Records of labeled points:

---------------

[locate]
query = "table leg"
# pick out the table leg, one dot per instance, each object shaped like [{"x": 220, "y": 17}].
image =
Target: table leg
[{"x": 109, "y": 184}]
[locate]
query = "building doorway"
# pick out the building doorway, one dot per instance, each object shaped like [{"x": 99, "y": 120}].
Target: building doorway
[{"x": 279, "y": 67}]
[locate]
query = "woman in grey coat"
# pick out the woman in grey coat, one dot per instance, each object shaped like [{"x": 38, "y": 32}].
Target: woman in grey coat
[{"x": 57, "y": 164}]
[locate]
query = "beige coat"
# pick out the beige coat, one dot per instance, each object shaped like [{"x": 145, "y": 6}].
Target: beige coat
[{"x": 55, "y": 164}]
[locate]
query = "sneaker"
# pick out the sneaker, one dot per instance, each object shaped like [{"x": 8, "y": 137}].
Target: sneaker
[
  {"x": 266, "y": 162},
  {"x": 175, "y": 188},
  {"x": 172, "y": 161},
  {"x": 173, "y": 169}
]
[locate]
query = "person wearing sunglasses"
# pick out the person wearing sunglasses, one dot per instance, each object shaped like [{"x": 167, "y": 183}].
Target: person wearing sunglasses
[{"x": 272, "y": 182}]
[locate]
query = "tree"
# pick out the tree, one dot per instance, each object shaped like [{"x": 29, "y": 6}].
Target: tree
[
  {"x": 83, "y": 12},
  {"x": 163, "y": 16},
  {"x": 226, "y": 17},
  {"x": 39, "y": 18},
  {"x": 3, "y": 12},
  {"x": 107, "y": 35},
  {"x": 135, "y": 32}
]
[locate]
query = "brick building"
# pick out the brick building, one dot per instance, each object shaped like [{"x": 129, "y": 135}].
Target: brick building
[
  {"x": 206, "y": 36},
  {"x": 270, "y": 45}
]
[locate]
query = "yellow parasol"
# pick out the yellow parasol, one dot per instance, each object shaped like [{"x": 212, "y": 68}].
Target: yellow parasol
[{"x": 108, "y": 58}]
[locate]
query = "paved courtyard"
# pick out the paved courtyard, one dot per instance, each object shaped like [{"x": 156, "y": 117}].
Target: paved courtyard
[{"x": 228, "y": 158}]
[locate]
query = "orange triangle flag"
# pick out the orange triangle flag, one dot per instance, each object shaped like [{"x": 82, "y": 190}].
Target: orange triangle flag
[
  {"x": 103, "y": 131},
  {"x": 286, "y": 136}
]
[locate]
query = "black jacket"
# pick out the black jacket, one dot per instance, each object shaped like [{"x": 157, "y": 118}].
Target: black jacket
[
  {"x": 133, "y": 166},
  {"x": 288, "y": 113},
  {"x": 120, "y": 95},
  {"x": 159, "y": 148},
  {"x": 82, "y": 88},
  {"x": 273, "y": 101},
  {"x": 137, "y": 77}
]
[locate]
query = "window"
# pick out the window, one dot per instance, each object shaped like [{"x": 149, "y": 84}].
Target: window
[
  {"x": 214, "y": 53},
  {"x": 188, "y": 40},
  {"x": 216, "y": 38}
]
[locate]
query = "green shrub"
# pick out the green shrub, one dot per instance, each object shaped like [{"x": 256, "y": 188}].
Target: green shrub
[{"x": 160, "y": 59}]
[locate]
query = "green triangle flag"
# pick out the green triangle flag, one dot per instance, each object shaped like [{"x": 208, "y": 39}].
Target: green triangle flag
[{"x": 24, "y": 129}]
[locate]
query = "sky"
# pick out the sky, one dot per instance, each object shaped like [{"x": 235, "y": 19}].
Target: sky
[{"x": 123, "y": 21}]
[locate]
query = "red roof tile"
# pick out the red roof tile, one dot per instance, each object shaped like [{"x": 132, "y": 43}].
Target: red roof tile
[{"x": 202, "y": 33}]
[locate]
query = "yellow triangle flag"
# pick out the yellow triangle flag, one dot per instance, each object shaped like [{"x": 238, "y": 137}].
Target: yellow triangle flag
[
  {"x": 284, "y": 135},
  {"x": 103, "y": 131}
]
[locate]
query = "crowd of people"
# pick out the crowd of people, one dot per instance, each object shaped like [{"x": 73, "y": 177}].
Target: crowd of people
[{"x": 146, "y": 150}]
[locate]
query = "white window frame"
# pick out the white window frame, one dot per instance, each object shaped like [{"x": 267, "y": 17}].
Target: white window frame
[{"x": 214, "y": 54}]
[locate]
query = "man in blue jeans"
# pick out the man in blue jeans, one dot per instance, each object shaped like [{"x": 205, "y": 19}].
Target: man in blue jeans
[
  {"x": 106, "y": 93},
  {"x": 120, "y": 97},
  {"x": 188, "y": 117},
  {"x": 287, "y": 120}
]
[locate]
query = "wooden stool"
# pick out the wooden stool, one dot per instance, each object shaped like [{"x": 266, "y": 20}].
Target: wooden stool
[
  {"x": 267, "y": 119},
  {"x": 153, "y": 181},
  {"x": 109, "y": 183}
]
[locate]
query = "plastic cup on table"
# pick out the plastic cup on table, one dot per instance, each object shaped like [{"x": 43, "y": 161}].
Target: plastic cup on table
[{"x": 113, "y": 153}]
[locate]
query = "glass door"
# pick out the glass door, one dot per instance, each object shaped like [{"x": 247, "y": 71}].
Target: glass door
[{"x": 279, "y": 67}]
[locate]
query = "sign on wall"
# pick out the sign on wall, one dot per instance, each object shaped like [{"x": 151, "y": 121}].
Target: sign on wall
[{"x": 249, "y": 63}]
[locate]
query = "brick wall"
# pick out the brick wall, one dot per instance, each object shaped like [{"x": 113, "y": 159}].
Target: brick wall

---------------

## EXERCISE GOAL
Count how many lines in the records above contain the word "jacket". Reply with only that number.

## THE SOLUTION
3